**Selected extract**:
Having New and Used Wood in Sauna Construction

Builder Makes Use of Wood From Job Sites Otherwise to Be Discarded

45-square ft sauna room awaits final brick work - Gabriel J. Lortie
45-square ft sauna room awaits final brick work - Gabriel J. Lortie
Builder Gabriel Lortie is taking old wood from job projects to use in combination with new cedar in his own sauna. He is refinishing some of the old wood for its history.

Finding and using old wood samples is a vocation and passion for Gabriel Lortie. Now he is using some of what he has salvaged from work in the construction of his own custom sauna at his home in Massachusetts.

Lortie is a builder and engineer by trade. He is a partner with his father, Bill Lortie, in Lortie and Sons Construction, a Massachusetts building and design company the senior Lortie established.

Many different kinds of wood he has found have been at job sites, including material that was part of the beams shaping church steeples. In their work, Lortie and his father have restored, rebuilt, and installed a number of steeples in New England, designing them to withstand the sometimes harsh weather.

Experimenting With Different Species of Wood

With the sauna Lortie is doing some things he hasn’t done before in the use of species of wood. Some wood going into the sauna moldings would otherwise be discarded after job projects. “I see a 300 year-old piece of wood with history, character, and it’s gorgeous when you refinish it. It’s just a brilliant orange reddish pine,” he told Suite101.com at the sauna site.

In addition, he ordered Alaskan yellow cedar wood from Washington state for the sauna interior and benches. Alaskan yellow cedar grows on the northern Pacific Coast of North America from Alaska to southern Oregon and is known for its strength and durability.

The website he went to find the cedar was recommended by a contractor on a church restoration project in Massachusetts on which the Lorties worked.

Saunas Made of Cedar Standard in Finland

Lortie is building a Finnish style sauna for which, in Finland, cedar is considered the standard. He also plans to have knotty pine paneling and use both clear pine without knots and wood with knots to go around the sauna.

With the arrival of the Nippa stove, he is preparing to complete the brick work in the 45-square foot sauna room and run the flue for the stove. The sauna is designed for three to four people at once depending on the space the stove takes up.

Lortie has not yet installed the flooring though it’s an aspect he’s dealt with before from doing hardwood flooring with his father and his tendency to notice any problems with floor work, he said. He can take his time too in laying the sauna tile having no immediate financial imperatives in how long the work takes. “I’ve had contractors who rushed and had to come back and redo tile on my job sites.”

[A series of items]
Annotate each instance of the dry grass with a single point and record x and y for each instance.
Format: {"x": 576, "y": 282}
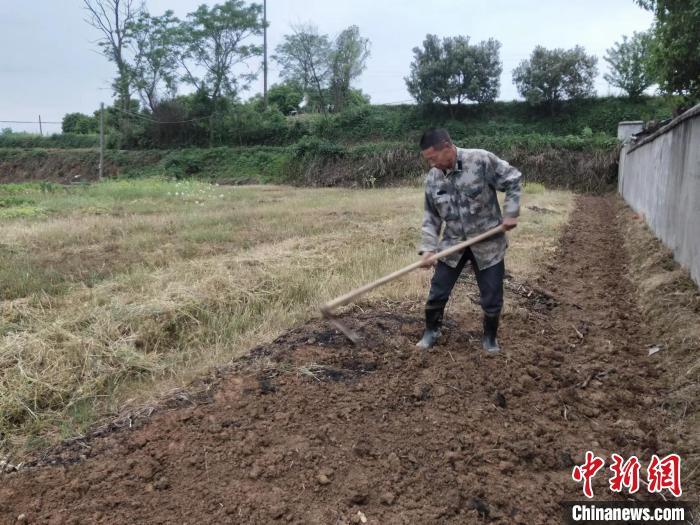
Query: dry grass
{"x": 157, "y": 288}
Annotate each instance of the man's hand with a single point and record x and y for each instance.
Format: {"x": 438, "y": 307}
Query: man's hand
{"x": 425, "y": 257}
{"x": 509, "y": 223}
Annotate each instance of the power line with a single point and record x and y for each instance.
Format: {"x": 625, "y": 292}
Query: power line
{"x": 28, "y": 122}
{"x": 148, "y": 119}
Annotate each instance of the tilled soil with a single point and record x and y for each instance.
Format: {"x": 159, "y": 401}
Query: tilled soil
{"x": 311, "y": 429}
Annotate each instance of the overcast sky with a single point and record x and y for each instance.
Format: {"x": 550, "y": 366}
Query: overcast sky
{"x": 50, "y": 66}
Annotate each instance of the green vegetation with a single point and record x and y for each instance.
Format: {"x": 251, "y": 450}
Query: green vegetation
{"x": 552, "y": 75}
{"x": 673, "y": 55}
{"x": 245, "y": 126}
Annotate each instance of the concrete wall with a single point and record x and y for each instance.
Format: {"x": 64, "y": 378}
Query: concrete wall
{"x": 659, "y": 177}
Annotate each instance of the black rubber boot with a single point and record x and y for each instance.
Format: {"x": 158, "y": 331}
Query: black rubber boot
{"x": 489, "y": 341}
{"x": 433, "y": 322}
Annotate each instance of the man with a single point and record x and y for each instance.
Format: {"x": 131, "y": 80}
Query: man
{"x": 460, "y": 192}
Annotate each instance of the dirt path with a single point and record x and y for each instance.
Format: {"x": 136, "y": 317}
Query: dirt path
{"x": 311, "y": 430}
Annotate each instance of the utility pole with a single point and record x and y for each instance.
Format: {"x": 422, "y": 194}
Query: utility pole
{"x": 102, "y": 138}
{"x": 265, "y": 55}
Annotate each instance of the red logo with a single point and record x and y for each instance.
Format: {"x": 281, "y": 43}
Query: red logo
{"x": 665, "y": 474}
{"x": 625, "y": 474}
{"x": 662, "y": 473}
{"x": 586, "y": 472}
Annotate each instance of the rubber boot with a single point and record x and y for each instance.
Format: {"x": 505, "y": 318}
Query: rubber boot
{"x": 488, "y": 340}
{"x": 433, "y": 322}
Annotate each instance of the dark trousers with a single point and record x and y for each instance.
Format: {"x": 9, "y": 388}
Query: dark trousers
{"x": 489, "y": 280}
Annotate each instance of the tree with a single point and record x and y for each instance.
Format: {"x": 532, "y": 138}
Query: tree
{"x": 79, "y": 123}
{"x": 453, "y": 71}
{"x": 286, "y": 96}
{"x": 347, "y": 62}
{"x": 154, "y": 69}
{"x": 304, "y": 58}
{"x": 628, "y": 67}
{"x": 550, "y": 76}
{"x": 675, "y": 50}
{"x": 214, "y": 39}
{"x": 113, "y": 18}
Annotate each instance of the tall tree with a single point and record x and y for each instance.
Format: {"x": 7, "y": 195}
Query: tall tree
{"x": 628, "y": 64}
{"x": 154, "y": 69}
{"x": 550, "y": 76}
{"x": 304, "y": 58}
{"x": 675, "y": 51}
{"x": 216, "y": 39}
{"x": 453, "y": 71}
{"x": 347, "y": 61}
{"x": 113, "y": 19}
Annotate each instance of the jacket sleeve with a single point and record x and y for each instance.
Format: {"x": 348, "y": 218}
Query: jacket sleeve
{"x": 430, "y": 229}
{"x": 506, "y": 178}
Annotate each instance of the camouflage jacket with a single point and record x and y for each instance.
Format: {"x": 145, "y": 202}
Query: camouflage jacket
{"x": 464, "y": 200}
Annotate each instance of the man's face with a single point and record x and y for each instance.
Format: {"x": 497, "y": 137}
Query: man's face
{"x": 441, "y": 157}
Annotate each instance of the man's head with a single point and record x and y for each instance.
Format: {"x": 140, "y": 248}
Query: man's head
{"x": 437, "y": 148}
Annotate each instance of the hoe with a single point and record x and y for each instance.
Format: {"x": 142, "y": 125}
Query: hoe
{"x": 327, "y": 309}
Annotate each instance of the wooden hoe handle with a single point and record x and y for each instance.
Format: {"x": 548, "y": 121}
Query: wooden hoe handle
{"x": 327, "y": 308}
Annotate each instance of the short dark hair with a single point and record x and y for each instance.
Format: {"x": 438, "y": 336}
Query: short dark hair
{"x": 434, "y": 137}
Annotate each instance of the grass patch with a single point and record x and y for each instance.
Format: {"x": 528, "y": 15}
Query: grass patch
{"x": 136, "y": 287}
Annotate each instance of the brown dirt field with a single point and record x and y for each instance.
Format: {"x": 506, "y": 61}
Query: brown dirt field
{"x": 311, "y": 429}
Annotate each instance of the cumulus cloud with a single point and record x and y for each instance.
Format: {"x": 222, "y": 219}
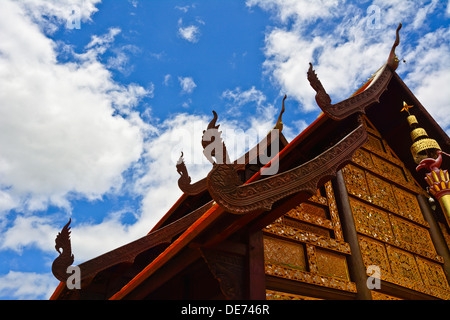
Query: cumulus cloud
{"x": 27, "y": 285}
{"x": 187, "y": 84}
{"x": 347, "y": 43}
{"x": 240, "y": 98}
{"x": 190, "y": 33}
{"x": 61, "y": 136}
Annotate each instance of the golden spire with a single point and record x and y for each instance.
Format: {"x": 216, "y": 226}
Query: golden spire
{"x": 406, "y": 107}
{"x": 423, "y": 147}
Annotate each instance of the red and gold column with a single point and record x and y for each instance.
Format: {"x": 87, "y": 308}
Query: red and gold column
{"x": 428, "y": 155}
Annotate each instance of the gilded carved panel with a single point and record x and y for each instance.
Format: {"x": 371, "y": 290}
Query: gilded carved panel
{"x": 408, "y": 206}
{"x": 355, "y": 180}
{"x": 412, "y": 237}
{"x": 432, "y": 273}
{"x": 381, "y": 192}
{"x": 315, "y": 227}
{"x": 404, "y": 267}
{"x": 374, "y": 253}
{"x": 284, "y": 253}
{"x": 392, "y": 231}
{"x": 332, "y": 264}
{"x": 371, "y": 221}
{"x": 388, "y": 169}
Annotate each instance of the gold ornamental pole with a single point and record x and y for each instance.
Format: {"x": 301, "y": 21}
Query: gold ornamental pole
{"x": 428, "y": 155}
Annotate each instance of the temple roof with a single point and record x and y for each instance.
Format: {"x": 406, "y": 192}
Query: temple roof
{"x": 198, "y": 220}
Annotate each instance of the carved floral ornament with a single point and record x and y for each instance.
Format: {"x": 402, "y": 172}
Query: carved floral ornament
{"x": 227, "y": 190}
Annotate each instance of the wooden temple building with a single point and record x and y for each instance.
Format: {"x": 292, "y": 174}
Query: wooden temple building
{"x": 360, "y": 196}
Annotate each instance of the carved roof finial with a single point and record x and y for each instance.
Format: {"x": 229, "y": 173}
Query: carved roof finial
{"x": 279, "y": 124}
{"x": 393, "y": 60}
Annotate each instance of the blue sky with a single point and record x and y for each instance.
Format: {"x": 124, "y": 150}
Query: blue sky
{"x": 98, "y": 99}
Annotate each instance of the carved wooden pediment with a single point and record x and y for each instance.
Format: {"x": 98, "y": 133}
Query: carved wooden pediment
{"x": 357, "y": 103}
{"x": 224, "y": 187}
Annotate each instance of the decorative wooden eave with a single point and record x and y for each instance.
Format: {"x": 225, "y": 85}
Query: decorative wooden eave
{"x": 129, "y": 252}
{"x": 184, "y": 182}
{"x": 325, "y": 166}
{"x": 178, "y": 209}
{"x": 367, "y": 95}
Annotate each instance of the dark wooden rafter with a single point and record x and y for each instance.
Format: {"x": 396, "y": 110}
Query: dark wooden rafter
{"x": 128, "y": 252}
{"x": 359, "y": 102}
{"x": 262, "y": 194}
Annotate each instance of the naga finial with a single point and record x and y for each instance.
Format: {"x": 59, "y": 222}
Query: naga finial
{"x": 279, "y": 124}
{"x": 393, "y": 59}
{"x": 65, "y": 258}
{"x": 213, "y": 147}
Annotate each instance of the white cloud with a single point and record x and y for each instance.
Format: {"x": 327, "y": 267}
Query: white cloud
{"x": 299, "y": 10}
{"x": 240, "y": 98}
{"x": 167, "y": 79}
{"x": 190, "y": 33}
{"x": 60, "y": 137}
{"x": 27, "y": 285}
{"x": 431, "y": 57}
{"x": 50, "y": 14}
{"x": 347, "y": 46}
{"x": 187, "y": 84}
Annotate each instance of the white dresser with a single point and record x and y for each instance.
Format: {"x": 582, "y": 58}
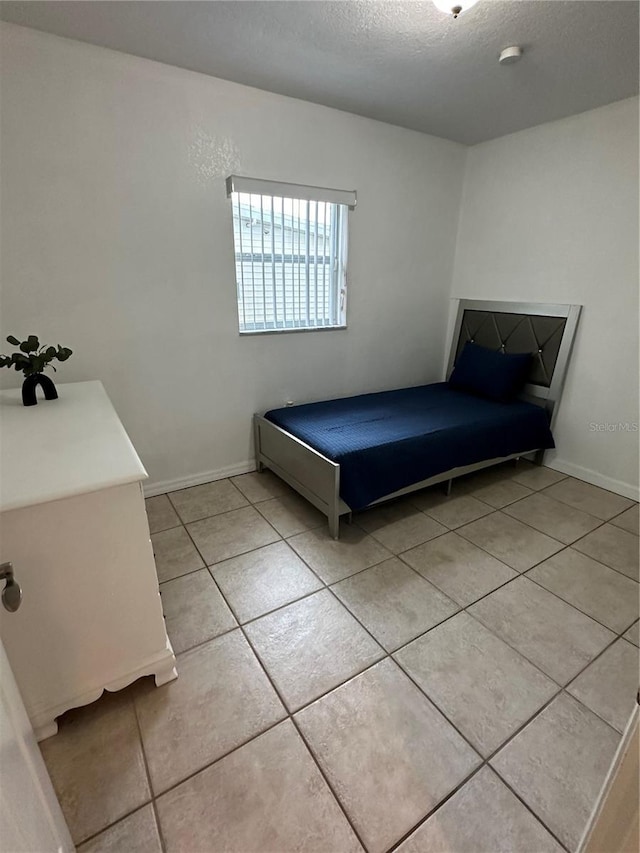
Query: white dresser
{"x": 73, "y": 523}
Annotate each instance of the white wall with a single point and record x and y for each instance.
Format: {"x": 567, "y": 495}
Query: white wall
{"x": 117, "y": 242}
{"x": 550, "y": 214}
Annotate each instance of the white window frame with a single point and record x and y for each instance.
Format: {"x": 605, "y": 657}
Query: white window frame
{"x": 332, "y": 311}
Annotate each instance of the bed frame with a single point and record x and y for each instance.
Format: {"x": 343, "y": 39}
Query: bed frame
{"x": 547, "y": 331}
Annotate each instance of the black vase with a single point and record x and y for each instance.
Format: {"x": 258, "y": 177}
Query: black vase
{"x": 30, "y": 385}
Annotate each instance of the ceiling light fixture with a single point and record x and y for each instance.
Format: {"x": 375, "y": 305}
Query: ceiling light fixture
{"x": 454, "y": 7}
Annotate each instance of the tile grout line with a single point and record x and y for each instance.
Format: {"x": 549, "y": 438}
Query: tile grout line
{"x": 149, "y": 782}
{"x": 290, "y": 716}
{"x": 385, "y": 656}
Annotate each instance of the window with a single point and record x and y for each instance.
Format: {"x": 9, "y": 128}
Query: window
{"x": 291, "y": 255}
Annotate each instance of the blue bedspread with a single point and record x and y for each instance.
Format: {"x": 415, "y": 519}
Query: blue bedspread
{"x": 390, "y": 440}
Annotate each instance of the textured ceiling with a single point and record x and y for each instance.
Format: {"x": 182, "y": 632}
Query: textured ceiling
{"x": 401, "y": 62}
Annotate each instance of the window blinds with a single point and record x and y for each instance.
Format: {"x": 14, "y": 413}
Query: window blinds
{"x": 290, "y": 257}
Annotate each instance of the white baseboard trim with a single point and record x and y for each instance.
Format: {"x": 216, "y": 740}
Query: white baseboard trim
{"x": 627, "y": 490}
{"x": 159, "y": 487}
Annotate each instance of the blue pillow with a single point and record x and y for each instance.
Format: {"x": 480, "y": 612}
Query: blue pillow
{"x": 495, "y": 375}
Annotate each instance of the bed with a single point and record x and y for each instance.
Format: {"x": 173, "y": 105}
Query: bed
{"x": 351, "y": 453}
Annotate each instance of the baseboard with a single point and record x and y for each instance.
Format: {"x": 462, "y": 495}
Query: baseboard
{"x": 159, "y": 487}
{"x": 627, "y": 490}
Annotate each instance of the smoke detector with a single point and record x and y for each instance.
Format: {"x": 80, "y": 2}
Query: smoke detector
{"x": 510, "y": 55}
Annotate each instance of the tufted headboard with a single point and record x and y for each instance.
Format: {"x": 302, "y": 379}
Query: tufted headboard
{"x": 546, "y": 331}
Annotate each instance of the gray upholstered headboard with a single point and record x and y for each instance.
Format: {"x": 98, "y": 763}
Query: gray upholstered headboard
{"x": 546, "y": 331}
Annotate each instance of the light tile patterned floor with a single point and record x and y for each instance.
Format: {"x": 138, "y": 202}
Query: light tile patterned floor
{"x": 452, "y": 675}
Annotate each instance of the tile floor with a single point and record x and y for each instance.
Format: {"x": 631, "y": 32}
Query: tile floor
{"x": 453, "y": 675}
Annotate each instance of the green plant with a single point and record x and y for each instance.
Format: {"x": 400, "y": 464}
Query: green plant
{"x": 32, "y": 357}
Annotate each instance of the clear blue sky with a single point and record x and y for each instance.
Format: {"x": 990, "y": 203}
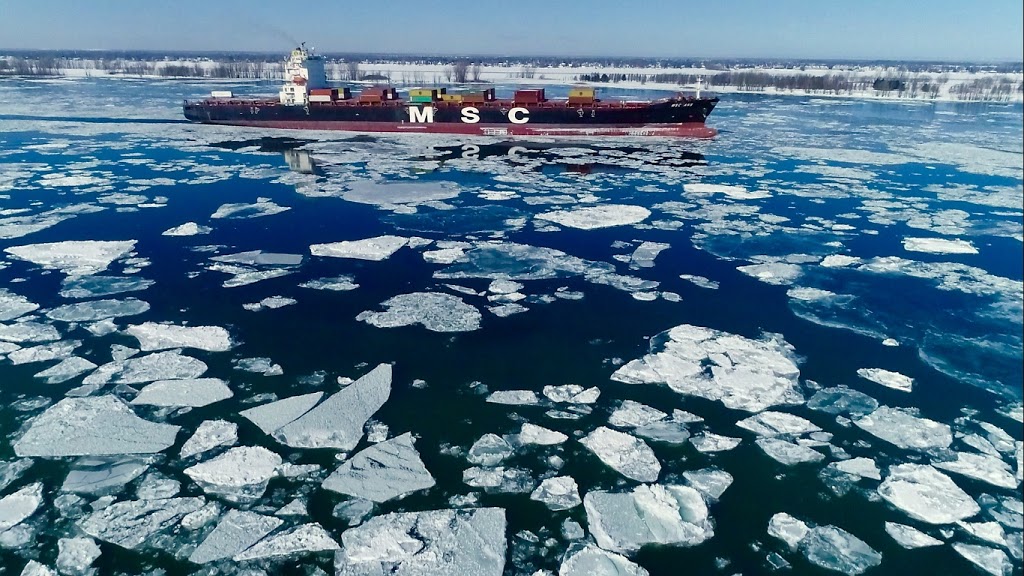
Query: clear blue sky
{"x": 956, "y": 30}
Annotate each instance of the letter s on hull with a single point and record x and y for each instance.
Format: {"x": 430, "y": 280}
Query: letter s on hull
{"x": 518, "y": 115}
{"x": 470, "y": 115}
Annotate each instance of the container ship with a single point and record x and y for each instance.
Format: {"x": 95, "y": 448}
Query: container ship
{"x": 306, "y": 101}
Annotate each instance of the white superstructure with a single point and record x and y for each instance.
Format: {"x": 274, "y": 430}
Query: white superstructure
{"x": 303, "y": 72}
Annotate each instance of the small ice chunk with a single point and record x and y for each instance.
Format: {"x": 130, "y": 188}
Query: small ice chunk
{"x": 558, "y": 493}
{"x": 153, "y": 336}
{"x": 591, "y": 217}
{"x": 96, "y": 425}
{"x": 16, "y": 506}
{"x": 592, "y": 561}
{"x": 236, "y": 532}
{"x": 648, "y": 515}
{"x": 376, "y": 249}
{"x": 187, "y": 229}
{"x": 451, "y": 542}
{"x": 786, "y": 452}
{"x": 926, "y": 494}
{"x": 710, "y": 482}
{"x": 531, "y": 434}
{"x": 514, "y": 398}
{"x": 385, "y": 470}
{"x": 75, "y": 556}
{"x": 992, "y": 561}
{"x": 708, "y": 442}
{"x": 910, "y": 537}
{"x": 210, "y": 435}
{"x": 889, "y": 379}
{"x": 787, "y": 529}
{"x": 131, "y": 523}
{"x": 979, "y": 466}
{"x": 626, "y": 454}
{"x": 195, "y": 393}
{"x": 241, "y": 475}
{"x": 66, "y": 370}
{"x": 74, "y": 257}
{"x": 337, "y": 422}
{"x": 631, "y": 414}
{"x": 304, "y": 539}
{"x": 905, "y": 430}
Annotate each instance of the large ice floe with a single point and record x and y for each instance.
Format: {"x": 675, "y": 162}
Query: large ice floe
{"x": 624, "y": 453}
{"x": 153, "y": 336}
{"x": 741, "y": 373}
{"x": 377, "y": 249}
{"x": 383, "y": 471}
{"x": 94, "y": 425}
{"x": 435, "y": 311}
{"x": 241, "y": 475}
{"x": 455, "y": 542}
{"x": 73, "y": 257}
{"x": 904, "y": 429}
{"x": 604, "y": 215}
{"x": 336, "y": 422}
{"x": 926, "y": 494}
{"x": 624, "y": 522}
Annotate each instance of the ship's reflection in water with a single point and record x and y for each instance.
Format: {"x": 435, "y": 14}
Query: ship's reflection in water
{"x": 571, "y": 157}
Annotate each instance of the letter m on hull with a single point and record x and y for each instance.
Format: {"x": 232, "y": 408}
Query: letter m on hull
{"x": 421, "y": 114}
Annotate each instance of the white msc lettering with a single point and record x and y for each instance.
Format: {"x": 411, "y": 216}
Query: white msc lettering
{"x": 421, "y": 114}
{"x": 515, "y": 113}
{"x": 470, "y": 115}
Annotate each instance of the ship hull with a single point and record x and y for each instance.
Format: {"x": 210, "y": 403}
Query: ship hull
{"x": 671, "y": 117}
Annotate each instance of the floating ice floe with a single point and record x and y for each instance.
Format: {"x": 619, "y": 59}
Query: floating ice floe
{"x": 153, "y": 336}
{"x": 236, "y": 532}
{"x": 17, "y": 506}
{"x": 649, "y": 515}
{"x": 982, "y": 467}
{"x": 435, "y": 311}
{"x": 131, "y": 523}
{"x": 383, "y": 471}
{"x": 94, "y": 286}
{"x": 195, "y": 393}
{"x": 592, "y": 561}
{"x": 241, "y": 475}
{"x": 591, "y": 217}
{"x": 170, "y": 365}
{"x": 96, "y": 425}
{"x": 905, "y": 430}
{"x": 262, "y": 207}
{"x": 910, "y": 537}
{"x": 889, "y": 379}
{"x": 741, "y": 373}
{"x": 74, "y": 257}
{"x": 337, "y": 422}
{"x": 708, "y": 442}
{"x": 939, "y": 246}
{"x": 992, "y": 561}
{"x": 187, "y": 229}
{"x": 926, "y": 494}
{"x": 379, "y": 248}
{"x": 786, "y": 452}
{"x": 434, "y": 542}
{"x": 558, "y": 493}
{"x": 531, "y": 434}
{"x": 626, "y": 454}
{"x": 97, "y": 310}
{"x": 210, "y": 435}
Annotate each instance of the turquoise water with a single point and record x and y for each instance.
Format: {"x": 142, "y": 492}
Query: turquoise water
{"x": 828, "y": 177}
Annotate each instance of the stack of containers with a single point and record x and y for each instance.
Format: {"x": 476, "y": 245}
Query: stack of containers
{"x": 528, "y": 96}
{"x": 582, "y": 95}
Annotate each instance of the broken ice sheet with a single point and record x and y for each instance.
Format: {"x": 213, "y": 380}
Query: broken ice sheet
{"x": 435, "y": 311}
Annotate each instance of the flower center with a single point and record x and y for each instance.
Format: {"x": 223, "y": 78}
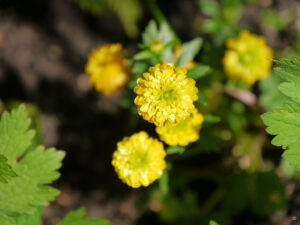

**What is being asked**:
Reproduce word for word the passage of the sauna article that begins with the words "Finding and using" and ends with "sometimes harsh weather.". Use only the text on the sauna build and nothing from the items.

**Solution**:
Finding and using old wood samples is a vocation and passion for Gabriel Lortie. Now he is using some of what he has salvaged from work in the construction of his own custom sauna at his home in Massachusetts.

Lortie is a builder and engineer by trade. He is a partner with his father, Bill Lortie, in Lortie and Sons Construction, a Massachusetts building and design company the senior Lortie established.

Many different kinds of wood he has found have been at job sites, including material that was part of the beams shaping church steeples. In their work, Lortie and his father have restored, rebuilt, and installed a number of steeples in New England, designing them to withstand the sometimes harsh weather.